Extract each line of the items below that contains the string "black". Matching is case-sensitive.

[Pointing dataset records]
* begin *

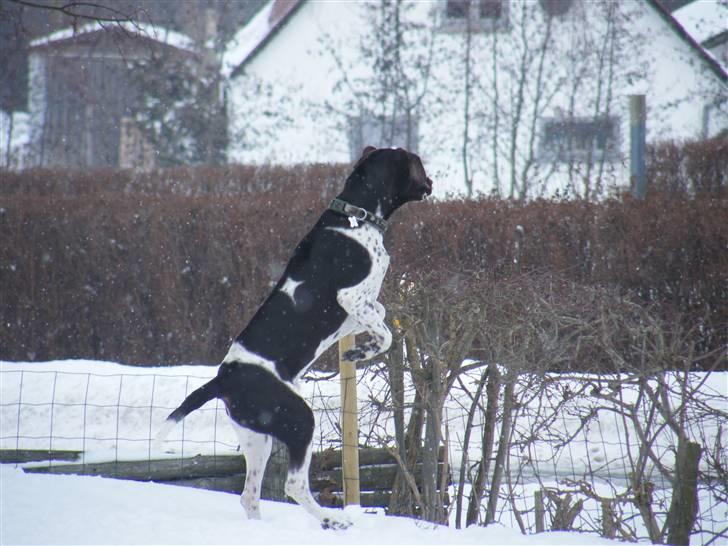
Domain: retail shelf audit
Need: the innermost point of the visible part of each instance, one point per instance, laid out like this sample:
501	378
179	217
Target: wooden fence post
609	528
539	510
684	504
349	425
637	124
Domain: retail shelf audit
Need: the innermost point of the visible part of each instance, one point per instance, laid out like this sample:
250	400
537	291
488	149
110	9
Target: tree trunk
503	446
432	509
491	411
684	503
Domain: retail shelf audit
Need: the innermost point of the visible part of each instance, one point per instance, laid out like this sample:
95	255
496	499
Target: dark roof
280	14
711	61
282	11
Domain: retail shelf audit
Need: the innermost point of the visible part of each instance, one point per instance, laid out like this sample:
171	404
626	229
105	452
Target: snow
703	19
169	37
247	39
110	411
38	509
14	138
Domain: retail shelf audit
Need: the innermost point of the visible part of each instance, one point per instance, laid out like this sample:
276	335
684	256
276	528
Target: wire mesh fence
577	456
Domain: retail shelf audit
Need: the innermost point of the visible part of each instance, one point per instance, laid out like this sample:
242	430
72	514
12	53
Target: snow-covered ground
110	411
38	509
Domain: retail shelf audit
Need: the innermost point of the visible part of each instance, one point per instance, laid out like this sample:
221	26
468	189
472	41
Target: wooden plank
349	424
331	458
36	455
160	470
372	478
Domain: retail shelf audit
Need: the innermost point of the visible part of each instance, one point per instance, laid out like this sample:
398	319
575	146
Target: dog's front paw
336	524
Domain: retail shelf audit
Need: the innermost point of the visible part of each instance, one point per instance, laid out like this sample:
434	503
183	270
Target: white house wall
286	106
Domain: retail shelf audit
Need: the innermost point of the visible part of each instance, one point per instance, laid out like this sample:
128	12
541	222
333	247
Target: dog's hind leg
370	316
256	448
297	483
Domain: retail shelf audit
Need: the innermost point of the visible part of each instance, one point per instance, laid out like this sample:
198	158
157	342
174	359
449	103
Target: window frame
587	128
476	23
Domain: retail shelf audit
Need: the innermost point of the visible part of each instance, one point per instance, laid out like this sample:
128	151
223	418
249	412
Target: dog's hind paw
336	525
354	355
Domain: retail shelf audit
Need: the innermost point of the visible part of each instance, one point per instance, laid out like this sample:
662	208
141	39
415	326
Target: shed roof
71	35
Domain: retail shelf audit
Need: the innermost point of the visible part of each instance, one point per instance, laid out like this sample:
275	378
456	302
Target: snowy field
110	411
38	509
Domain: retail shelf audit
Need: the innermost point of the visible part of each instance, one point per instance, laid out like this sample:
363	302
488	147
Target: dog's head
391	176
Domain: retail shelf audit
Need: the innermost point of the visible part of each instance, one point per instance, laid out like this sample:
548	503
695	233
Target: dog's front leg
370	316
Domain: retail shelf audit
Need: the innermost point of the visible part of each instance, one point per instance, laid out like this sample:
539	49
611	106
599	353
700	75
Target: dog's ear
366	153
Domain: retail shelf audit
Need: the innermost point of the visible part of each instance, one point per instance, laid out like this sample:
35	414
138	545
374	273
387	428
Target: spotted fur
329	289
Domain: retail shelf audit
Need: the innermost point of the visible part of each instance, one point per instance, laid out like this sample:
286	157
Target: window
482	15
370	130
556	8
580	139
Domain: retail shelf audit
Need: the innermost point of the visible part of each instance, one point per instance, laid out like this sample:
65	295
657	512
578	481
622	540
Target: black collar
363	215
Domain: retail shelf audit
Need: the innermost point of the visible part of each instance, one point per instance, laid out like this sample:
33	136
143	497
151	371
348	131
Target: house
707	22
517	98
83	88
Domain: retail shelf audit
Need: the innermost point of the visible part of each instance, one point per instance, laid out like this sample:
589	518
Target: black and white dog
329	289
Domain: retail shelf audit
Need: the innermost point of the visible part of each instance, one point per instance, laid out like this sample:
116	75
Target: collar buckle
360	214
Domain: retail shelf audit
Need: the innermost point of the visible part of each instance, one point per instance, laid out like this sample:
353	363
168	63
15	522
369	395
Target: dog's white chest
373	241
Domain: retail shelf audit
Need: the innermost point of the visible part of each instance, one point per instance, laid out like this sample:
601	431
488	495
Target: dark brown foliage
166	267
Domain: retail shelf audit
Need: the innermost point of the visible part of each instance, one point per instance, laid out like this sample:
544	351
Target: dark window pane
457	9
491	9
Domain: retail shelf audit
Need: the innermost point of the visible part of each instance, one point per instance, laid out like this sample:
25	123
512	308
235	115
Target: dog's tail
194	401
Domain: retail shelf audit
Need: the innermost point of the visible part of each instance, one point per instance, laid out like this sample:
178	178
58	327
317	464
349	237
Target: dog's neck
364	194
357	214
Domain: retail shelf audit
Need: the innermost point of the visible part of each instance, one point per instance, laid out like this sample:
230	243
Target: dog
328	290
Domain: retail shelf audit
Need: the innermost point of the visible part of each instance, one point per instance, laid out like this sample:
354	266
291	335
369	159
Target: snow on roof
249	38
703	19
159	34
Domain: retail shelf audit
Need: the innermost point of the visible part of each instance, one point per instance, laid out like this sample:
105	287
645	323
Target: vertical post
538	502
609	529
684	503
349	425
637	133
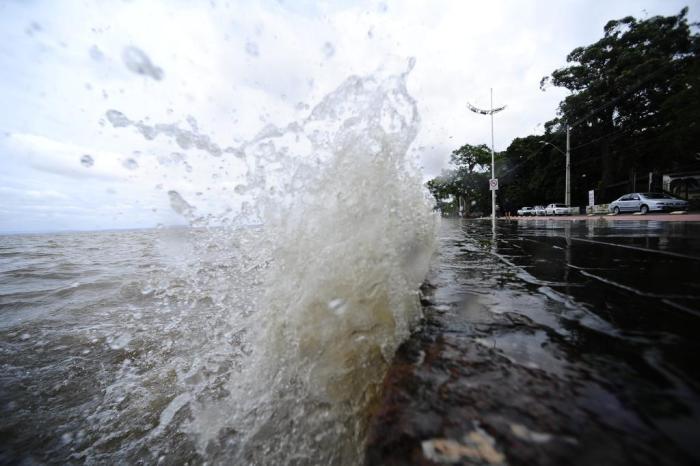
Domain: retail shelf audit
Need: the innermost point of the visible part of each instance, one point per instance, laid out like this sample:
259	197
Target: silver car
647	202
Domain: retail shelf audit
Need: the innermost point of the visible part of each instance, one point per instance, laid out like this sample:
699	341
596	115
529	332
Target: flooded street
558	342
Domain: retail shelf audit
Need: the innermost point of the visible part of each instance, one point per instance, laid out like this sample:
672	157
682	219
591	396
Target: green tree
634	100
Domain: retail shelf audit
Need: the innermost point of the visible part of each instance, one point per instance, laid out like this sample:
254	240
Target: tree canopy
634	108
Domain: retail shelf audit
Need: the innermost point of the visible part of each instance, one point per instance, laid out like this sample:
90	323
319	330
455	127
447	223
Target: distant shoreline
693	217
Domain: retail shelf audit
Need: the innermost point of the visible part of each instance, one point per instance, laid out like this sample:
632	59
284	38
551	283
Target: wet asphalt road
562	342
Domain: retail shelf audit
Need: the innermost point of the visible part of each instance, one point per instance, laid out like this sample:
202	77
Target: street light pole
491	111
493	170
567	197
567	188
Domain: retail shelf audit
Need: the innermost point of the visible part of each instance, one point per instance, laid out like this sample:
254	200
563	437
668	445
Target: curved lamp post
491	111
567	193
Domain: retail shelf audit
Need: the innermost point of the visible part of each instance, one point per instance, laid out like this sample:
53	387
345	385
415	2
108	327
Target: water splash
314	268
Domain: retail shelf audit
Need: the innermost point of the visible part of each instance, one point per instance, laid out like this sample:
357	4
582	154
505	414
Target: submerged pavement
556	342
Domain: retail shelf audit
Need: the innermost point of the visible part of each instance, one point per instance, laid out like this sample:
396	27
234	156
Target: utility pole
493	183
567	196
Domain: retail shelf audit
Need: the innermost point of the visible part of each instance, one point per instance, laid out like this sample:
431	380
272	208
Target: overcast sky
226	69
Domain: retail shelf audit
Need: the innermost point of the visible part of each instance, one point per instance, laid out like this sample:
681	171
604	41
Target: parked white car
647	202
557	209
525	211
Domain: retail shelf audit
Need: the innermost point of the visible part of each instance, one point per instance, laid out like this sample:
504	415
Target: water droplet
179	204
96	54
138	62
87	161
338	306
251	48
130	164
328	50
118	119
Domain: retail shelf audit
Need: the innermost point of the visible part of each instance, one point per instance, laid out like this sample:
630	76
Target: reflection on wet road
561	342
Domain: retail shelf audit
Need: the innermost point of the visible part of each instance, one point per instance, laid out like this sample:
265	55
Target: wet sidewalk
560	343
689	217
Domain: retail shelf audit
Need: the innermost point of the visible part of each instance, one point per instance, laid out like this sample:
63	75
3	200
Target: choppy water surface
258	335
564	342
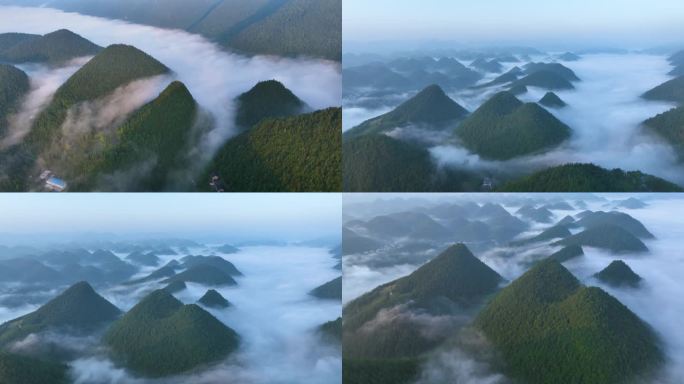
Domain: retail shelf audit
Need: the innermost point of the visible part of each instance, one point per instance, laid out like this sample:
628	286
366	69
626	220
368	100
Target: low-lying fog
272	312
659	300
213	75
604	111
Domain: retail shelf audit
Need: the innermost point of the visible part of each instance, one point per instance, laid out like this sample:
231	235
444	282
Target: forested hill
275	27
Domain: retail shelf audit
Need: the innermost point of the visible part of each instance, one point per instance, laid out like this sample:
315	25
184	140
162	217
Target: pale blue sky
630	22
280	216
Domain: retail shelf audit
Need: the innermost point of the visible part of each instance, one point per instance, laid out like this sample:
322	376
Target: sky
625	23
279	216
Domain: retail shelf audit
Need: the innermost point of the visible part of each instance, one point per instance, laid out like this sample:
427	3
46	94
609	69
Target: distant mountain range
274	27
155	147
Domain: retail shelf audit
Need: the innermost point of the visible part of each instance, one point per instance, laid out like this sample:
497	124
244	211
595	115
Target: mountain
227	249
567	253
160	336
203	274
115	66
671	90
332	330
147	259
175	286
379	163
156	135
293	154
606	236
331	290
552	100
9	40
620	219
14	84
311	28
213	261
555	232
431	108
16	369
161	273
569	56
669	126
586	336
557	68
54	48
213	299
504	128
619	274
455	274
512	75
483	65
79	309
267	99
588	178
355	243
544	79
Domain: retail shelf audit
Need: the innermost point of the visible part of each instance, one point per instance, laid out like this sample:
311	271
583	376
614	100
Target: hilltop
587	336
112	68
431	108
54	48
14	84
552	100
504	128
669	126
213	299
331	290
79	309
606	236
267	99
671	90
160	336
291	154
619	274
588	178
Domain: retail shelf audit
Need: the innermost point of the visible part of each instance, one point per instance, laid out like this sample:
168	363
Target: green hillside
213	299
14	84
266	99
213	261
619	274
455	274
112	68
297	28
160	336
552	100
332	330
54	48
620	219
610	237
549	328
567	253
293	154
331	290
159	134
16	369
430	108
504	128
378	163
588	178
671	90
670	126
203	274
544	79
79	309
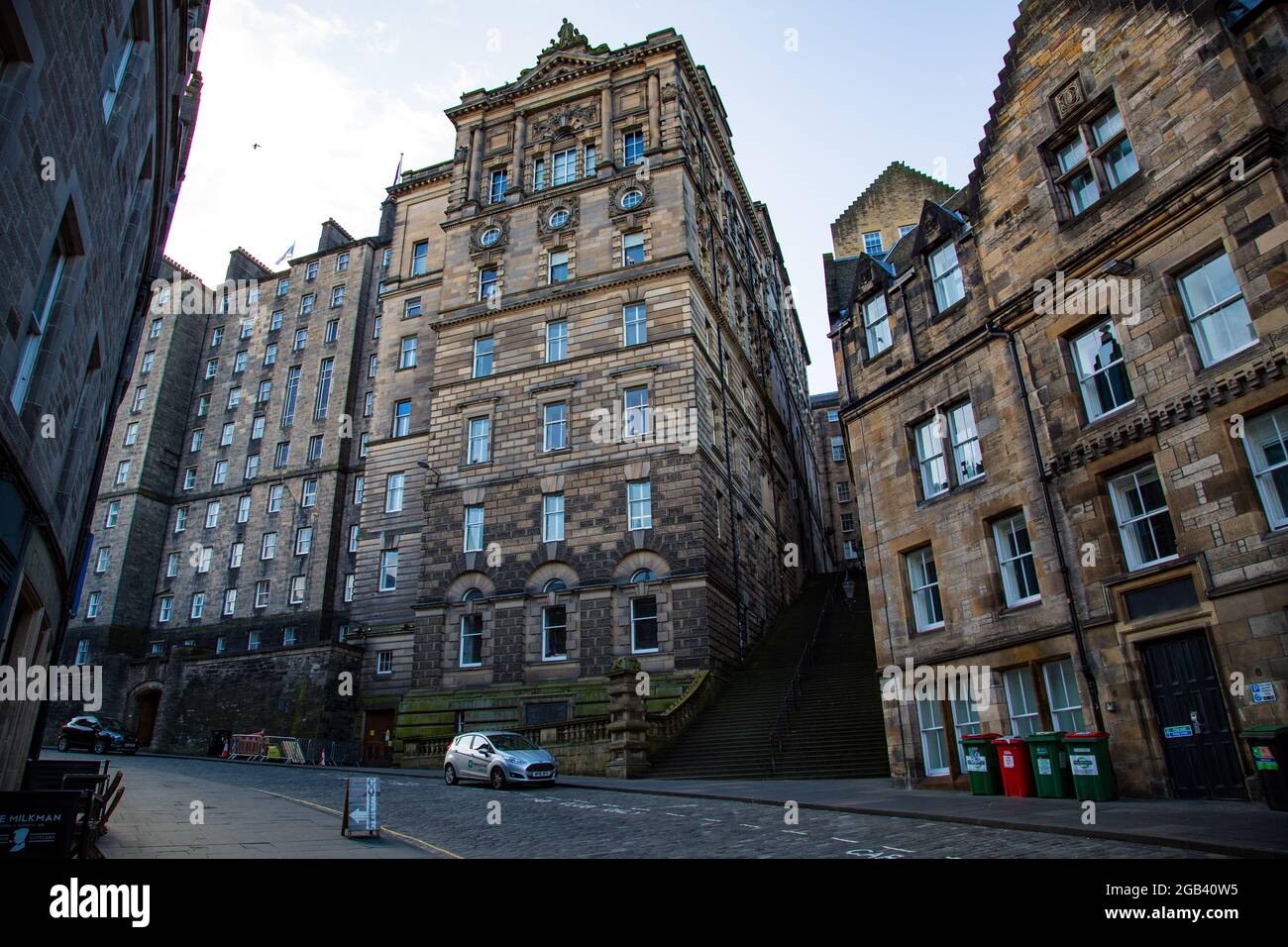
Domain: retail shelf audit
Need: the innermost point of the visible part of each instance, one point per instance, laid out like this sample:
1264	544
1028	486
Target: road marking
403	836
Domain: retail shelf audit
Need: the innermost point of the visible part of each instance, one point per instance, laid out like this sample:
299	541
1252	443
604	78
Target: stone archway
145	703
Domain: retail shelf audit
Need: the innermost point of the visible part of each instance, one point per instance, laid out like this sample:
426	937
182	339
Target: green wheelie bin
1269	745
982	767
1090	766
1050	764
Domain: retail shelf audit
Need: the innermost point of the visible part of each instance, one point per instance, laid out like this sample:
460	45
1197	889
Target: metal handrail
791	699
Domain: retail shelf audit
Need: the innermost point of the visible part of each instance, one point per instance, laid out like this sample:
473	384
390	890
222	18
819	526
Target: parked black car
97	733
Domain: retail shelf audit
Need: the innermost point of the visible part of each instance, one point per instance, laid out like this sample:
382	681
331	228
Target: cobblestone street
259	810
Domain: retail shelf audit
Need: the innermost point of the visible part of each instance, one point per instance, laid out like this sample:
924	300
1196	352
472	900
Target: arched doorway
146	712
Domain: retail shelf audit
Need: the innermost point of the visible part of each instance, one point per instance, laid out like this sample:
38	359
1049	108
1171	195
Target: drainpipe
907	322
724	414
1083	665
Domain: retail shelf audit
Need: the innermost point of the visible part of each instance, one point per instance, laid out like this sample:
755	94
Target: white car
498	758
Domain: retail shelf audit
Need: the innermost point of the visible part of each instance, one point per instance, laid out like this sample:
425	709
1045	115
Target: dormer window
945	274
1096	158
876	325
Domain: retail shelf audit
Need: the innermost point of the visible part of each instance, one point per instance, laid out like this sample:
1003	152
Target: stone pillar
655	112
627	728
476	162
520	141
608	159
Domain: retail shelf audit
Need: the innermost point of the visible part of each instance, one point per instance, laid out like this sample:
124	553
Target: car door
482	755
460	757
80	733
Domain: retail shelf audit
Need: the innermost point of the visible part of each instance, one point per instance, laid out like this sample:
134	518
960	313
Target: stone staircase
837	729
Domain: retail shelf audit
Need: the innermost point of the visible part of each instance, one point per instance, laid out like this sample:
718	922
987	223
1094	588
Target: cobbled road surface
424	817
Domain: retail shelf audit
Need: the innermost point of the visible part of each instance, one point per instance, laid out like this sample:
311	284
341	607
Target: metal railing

* end *

Task answer:
Target: black collar
Target: black and white dog
Target: parked black car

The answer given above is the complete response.